■ **Task brief**
Format every line of the records below as a JSON list of strings, with one string per line and blank lines omitted.

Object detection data
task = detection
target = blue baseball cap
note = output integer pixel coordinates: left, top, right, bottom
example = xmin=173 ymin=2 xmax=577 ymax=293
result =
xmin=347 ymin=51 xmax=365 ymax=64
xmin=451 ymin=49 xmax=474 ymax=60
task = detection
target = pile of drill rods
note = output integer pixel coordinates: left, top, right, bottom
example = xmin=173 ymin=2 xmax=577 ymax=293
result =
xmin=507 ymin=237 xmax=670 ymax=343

■ **Result of this task**
[
  "task = detection",
  "target = blue baseball cap",
  "note = output integer pixel coordinates: left, top, right, bottom",
  "example = xmin=173 ymin=2 xmax=577 ymax=293",
  "result =",
  "xmin=347 ymin=51 xmax=365 ymax=64",
  "xmin=451 ymin=49 xmax=474 ymax=60",
  "task = detection",
  "target = pile of drill rods",
  "note = output integer pixel coordinates: left, top, right, bottom",
  "example = xmin=173 ymin=2 xmax=577 ymax=293",
  "result =",
  "xmin=507 ymin=237 xmax=670 ymax=343"
]